WORK INSTRUCTION
Using the records below, give again exactly the lines from the line that contains "Query: suv wheel" through the line that contains "Query: rear tire", both ends included, and only those.

(Extracted data entries)
-------------------------

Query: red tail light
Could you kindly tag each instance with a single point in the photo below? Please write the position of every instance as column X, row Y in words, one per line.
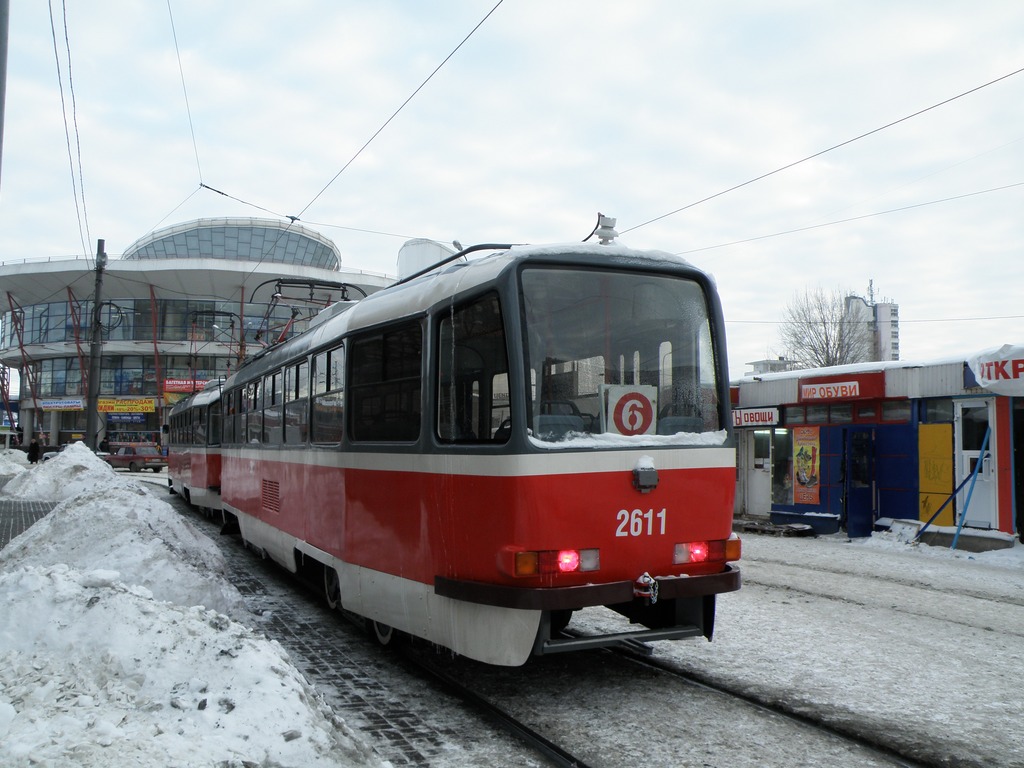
column 556, row 561
column 724, row 550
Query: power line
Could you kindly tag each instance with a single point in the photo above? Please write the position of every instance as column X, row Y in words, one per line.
column 400, row 108
column 852, row 218
column 822, row 152
column 80, row 210
column 902, row 321
column 184, row 91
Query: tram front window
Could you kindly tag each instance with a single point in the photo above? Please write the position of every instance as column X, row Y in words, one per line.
column 613, row 353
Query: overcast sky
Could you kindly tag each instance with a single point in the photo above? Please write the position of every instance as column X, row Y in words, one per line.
column 551, row 112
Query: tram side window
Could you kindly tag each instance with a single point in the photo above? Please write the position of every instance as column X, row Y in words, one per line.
column 329, row 395
column 230, row 416
column 385, row 401
column 296, row 401
column 213, row 424
column 272, row 399
column 254, row 412
column 472, row 381
column 199, row 426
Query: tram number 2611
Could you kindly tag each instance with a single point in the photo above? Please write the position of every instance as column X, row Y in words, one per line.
column 639, row 522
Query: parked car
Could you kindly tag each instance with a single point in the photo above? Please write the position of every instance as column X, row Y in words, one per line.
column 136, row 459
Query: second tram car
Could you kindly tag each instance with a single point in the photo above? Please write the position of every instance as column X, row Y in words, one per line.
column 194, row 453
column 472, row 455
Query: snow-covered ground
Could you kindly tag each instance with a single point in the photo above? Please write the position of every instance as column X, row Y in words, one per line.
column 118, row 644
column 107, row 656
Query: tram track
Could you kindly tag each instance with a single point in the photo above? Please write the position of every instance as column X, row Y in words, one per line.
column 777, row 708
column 544, row 730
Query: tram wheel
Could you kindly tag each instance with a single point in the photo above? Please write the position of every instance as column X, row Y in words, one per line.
column 332, row 588
column 384, row 635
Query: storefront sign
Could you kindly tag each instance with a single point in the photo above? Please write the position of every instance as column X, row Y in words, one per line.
column 128, row 406
column 843, row 387
column 806, row 465
column 72, row 404
column 1000, row 371
column 126, row 418
column 755, row 417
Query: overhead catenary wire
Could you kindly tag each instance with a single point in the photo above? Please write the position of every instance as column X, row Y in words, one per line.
column 852, row 218
column 74, row 155
column 824, row 152
column 400, row 108
column 184, row 91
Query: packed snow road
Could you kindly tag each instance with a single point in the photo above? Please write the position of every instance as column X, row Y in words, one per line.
column 602, row 709
column 914, row 647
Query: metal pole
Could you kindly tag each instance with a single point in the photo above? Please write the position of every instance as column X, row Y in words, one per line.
column 95, row 352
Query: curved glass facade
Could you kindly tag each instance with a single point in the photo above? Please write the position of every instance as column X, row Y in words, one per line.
column 211, row 329
column 241, row 240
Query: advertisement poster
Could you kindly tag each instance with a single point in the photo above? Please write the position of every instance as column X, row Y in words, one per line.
column 806, row 465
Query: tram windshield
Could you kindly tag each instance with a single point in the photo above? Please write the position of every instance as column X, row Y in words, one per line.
column 612, row 355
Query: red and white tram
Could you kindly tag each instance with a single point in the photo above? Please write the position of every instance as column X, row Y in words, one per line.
column 194, row 453
column 472, row 455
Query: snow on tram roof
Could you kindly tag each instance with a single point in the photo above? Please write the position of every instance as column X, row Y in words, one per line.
column 407, row 299
column 424, row 292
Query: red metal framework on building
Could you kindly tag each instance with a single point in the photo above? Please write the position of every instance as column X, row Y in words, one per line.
column 28, row 365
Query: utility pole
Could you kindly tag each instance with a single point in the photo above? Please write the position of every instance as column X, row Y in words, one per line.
column 95, row 352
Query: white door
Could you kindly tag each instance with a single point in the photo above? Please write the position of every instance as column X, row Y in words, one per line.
column 757, row 485
column 976, row 419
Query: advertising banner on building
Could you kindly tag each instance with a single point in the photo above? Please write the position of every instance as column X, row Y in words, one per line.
column 75, row 403
column 1000, row 371
column 127, row 406
column 806, row 465
column 838, row 388
column 184, row 385
column 755, row 417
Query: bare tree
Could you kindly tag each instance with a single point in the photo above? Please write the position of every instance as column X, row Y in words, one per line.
column 819, row 330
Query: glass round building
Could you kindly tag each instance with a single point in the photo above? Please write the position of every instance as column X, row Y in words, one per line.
column 181, row 306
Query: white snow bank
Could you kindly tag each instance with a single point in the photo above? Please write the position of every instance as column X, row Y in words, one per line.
column 12, row 462
column 135, row 535
column 72, row 471
column 105, row 676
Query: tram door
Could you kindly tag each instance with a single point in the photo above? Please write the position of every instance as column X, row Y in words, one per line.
column 858, row 483
column 972, row 420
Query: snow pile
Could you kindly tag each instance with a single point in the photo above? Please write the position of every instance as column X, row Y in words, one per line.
column 74, row 470
column 137, row 537
column 115, row 647
column 110, row 677
column 12, row 463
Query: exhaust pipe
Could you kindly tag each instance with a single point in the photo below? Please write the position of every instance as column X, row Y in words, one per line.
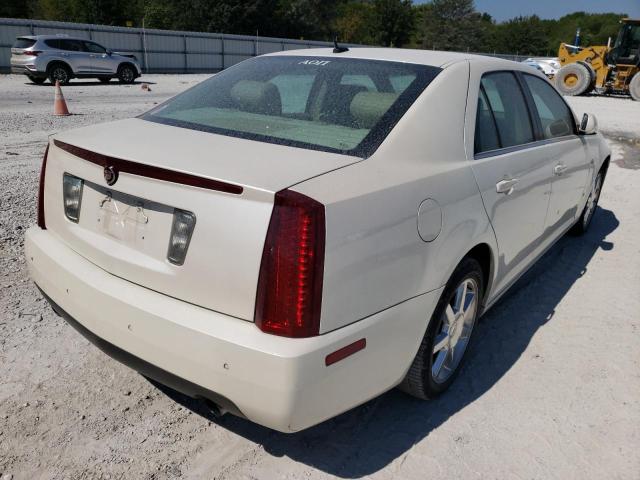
column 215, row 410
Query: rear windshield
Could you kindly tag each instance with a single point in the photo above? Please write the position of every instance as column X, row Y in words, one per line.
column 321, row 103
column 24, row 43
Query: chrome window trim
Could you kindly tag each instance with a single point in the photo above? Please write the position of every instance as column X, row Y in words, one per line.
column 524, row 146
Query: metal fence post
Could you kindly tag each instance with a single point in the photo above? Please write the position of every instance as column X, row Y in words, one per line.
column 144, row 57
column 186, row 63
column 222, row 50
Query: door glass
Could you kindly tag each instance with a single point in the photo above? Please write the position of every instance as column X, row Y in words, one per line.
column 486, row 136
column 94, row 48
column 509, row 108
column 555, row 116
column 71, row 45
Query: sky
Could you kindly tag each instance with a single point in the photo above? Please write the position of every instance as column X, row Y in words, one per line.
column 505, row 9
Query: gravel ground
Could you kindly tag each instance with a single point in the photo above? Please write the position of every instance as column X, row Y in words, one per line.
column 550, row 391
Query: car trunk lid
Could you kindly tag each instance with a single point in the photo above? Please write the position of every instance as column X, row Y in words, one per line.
column 227, row 183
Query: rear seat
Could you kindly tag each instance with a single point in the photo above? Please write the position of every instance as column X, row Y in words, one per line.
column 368, row 107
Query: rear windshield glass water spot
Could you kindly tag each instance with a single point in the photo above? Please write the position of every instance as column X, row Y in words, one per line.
column 337, row 105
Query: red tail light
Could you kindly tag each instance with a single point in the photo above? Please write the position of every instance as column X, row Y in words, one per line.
column 289, row 293
column 41, row 222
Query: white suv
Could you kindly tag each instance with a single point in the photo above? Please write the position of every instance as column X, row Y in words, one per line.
column 62, row 58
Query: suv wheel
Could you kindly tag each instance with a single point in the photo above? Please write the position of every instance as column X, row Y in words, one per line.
column 37, row 80
column 126, row 74
column 61, row 73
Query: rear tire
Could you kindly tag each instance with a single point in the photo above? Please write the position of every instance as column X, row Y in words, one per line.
column 573, row 79
column 59, row 72
column 634, row 87
column 449, row 333
column 592, row 76
column 582, row 225
column 37, row 80
column 126, row 74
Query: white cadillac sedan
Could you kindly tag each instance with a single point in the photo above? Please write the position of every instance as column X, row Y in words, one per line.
column 306, row 230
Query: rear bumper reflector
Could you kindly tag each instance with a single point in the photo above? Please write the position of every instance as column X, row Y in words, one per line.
column 149, row 171
column 344, row 352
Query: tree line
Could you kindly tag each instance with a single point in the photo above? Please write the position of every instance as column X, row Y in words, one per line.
column 438, row 24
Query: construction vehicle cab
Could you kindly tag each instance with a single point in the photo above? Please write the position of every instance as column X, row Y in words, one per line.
column 604, row 69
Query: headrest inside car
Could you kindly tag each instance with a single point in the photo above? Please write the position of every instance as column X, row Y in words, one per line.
column 368, row 107
column 257, row 97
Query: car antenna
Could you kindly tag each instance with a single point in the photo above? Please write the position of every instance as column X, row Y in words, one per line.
column 337, row 48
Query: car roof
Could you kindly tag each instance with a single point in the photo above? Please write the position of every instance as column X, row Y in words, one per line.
column 48, row 37
column 422, row 57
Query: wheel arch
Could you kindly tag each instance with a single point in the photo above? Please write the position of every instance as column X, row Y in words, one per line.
column 126, row 63
column 483, row 254
column 55, row 62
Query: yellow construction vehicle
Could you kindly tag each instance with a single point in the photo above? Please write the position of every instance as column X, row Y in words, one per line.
column 604, row 69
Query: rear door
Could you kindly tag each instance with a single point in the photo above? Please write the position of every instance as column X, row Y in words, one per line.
column 513, row 177
column 570, row 163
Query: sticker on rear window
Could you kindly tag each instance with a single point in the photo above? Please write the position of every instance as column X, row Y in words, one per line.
column 320, row 63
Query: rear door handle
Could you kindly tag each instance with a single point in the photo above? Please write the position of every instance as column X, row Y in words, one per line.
column 506, row 186
column 559, row 169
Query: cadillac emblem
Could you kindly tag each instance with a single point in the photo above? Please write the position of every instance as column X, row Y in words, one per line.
column 110, row 175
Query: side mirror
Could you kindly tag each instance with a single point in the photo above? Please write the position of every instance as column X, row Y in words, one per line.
column 588, row 125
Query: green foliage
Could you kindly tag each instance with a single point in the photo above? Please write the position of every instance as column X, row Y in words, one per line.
column 450, row 25
column 393, row 22
column 440, row 24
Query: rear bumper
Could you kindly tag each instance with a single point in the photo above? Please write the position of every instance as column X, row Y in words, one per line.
column 27, row 70
column 277, row 382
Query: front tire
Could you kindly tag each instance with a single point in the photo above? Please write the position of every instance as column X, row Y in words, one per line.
column 582, row 225
column 573, row 79
column 634, row 87
column 37, row 80
column 126, row 74
column 445, row 343
column 61, row 73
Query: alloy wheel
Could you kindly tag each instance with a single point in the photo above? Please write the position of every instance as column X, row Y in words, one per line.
column 592, row 201
column 126, row 75
column 457, row 323
column 60, row 74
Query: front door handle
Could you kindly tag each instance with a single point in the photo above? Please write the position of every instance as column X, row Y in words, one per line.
column 559, row 169
column 506, row 186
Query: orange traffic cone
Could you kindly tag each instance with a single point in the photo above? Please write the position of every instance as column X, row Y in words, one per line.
column 59, row 105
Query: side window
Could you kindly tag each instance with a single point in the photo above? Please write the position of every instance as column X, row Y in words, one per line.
column 71, row 45
column 94, row 48
column 555, row 117
column 294, row 91
column 53, row 43
column 486, row 136
column 509, row 108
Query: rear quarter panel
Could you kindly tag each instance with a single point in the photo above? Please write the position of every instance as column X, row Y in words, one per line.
column 375, row 258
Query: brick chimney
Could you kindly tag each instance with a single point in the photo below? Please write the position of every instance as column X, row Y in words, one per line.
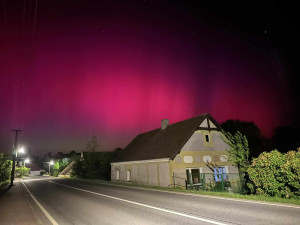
column 164, row 124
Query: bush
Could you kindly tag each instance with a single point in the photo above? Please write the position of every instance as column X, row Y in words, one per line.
column 276, row 174
column 5, row 168
column 22, row 171
column 55, row 173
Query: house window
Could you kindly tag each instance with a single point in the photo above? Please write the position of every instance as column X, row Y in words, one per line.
column 128, row 175
column 193, row 175
column 207, row 138
column 220, row 173
column 118, row 174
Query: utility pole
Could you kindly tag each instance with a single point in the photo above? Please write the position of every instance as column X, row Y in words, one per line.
column 12, row 176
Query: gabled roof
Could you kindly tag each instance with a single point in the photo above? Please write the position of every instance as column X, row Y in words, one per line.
column 162, row 143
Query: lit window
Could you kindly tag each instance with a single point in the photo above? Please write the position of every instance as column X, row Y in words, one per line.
column 220, row 173
column 118, row 175
column 207, row 138
column 128, row 177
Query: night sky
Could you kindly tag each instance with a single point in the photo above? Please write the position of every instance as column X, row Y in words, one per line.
column 73, row 69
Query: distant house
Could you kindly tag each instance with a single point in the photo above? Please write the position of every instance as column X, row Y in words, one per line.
column 174, row 153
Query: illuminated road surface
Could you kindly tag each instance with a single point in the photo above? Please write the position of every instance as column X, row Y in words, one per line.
column 65, row 201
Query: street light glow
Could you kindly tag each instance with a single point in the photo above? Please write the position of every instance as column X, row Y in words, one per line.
column 21, row 150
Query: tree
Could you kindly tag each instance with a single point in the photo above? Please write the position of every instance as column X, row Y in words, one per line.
column 93, row 144
column 286, row 138
column 276, row 174
column 238, row 154
column 238, row 150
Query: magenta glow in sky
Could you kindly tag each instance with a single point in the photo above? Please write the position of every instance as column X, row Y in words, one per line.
column 118, row 76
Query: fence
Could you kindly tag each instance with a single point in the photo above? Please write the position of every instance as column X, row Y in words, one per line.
column 220, row 182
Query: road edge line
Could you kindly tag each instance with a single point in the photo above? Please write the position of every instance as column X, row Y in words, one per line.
column 51, row 219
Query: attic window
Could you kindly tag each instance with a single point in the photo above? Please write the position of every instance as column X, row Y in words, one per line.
column 207, row 138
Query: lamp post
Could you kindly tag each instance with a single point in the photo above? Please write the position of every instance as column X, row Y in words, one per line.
column 50, row 163
column 12, row 175
column 26, row 161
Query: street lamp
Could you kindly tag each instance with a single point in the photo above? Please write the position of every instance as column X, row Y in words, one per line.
column 26, row 161
column 50, row 163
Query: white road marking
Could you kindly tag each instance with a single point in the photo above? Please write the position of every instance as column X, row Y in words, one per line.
column 145, row 205
column 52, row 220
column 200, row 196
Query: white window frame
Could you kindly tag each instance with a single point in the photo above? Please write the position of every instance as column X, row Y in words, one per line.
column 128, row 175
column 191, row 168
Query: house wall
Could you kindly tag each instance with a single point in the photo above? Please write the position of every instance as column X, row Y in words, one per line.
column 196, row 152
column 146, row 173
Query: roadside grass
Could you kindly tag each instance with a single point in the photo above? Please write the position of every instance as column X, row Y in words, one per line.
column 200, row 192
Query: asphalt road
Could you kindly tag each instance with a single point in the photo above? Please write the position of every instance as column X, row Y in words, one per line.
column 66, row 201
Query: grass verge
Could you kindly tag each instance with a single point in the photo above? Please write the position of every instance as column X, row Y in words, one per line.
column 200, row 192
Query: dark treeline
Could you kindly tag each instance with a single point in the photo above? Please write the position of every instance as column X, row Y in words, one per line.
column 284, row 139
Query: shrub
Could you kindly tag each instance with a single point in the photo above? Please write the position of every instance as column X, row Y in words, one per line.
column 22, row 171
column 276, row 174
column 55, row 173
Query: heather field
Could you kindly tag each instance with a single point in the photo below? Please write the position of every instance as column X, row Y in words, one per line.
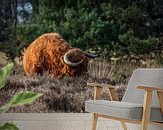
column 70, row 93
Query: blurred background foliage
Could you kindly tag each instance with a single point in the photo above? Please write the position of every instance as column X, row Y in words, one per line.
column 107, row 27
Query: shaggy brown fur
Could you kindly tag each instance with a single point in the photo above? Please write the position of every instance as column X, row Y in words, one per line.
column 46, row 54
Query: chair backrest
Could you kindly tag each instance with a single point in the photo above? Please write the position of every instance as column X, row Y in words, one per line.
column 147, row 77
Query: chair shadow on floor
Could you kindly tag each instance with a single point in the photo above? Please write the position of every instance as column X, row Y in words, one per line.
column 142, row 103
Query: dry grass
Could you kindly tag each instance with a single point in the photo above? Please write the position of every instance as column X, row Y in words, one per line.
column 69, row 94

-------------------------

EXERCISE ANSWER
Query: suv wheel
Could you kindly tag each instance with a single point in the photo above? Please write the position of every instance as column X, row Y in words, one per line.
column 37, row 80
column 126, row 74
column 61, row 73
Query: rear tire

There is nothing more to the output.